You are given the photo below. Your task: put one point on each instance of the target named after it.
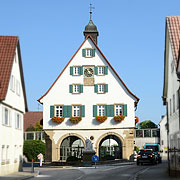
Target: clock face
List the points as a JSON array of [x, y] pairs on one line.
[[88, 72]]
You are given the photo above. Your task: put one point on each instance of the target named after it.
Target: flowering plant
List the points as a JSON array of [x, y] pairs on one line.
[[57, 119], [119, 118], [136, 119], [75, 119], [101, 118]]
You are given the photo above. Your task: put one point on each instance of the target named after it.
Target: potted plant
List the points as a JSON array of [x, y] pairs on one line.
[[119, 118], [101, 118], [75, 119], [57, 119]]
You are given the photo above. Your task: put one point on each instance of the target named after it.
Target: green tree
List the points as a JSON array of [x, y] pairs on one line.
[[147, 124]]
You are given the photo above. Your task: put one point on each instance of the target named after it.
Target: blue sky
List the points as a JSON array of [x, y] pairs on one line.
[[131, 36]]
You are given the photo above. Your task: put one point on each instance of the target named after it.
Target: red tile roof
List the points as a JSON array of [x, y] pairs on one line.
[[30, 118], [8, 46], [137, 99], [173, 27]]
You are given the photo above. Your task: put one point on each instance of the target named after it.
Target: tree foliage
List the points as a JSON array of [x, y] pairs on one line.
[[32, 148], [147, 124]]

****************

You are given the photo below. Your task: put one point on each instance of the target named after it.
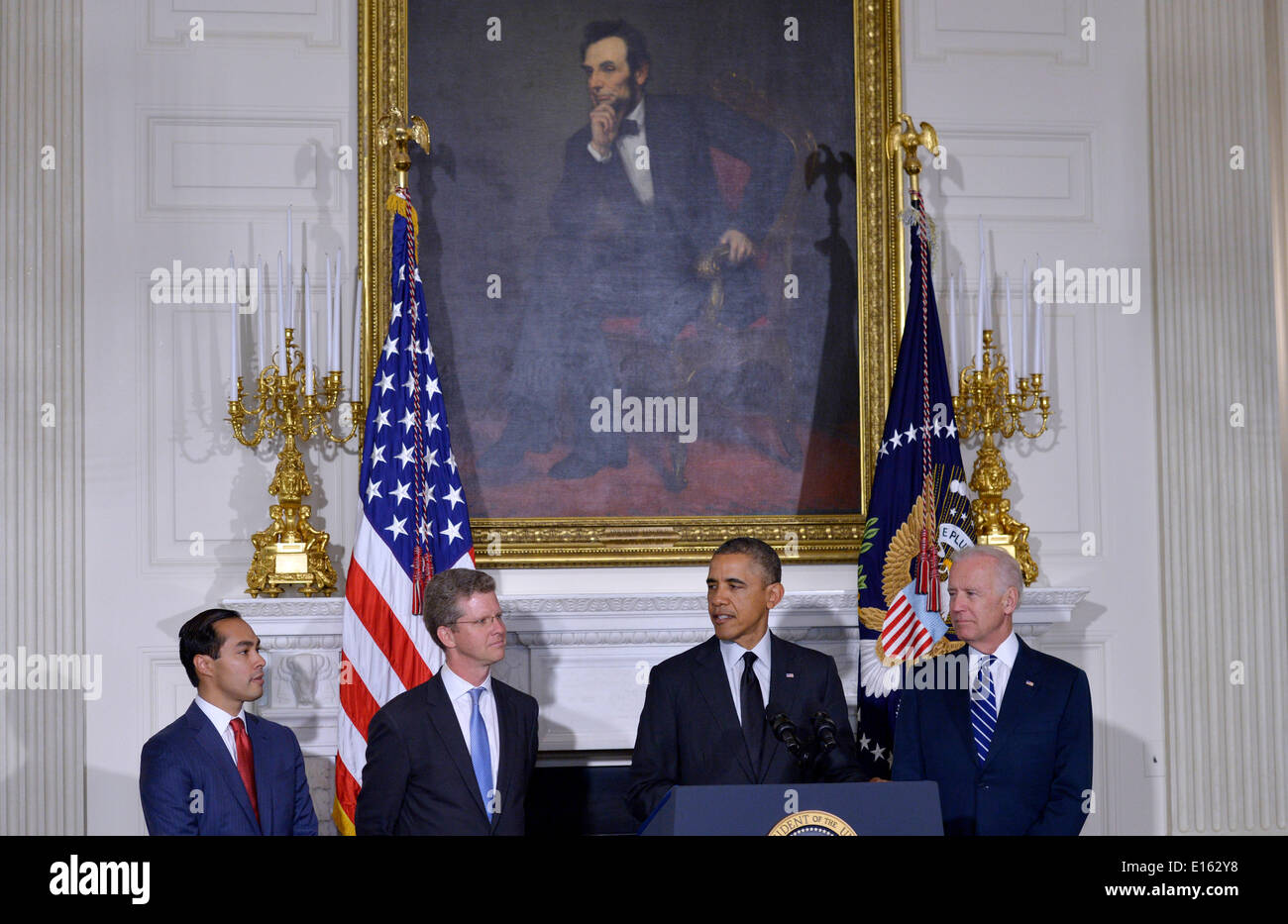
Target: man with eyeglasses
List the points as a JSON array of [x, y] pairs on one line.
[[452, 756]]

****************

Nothing but a number belongs in the answer, namely how many lines above include "plant".

2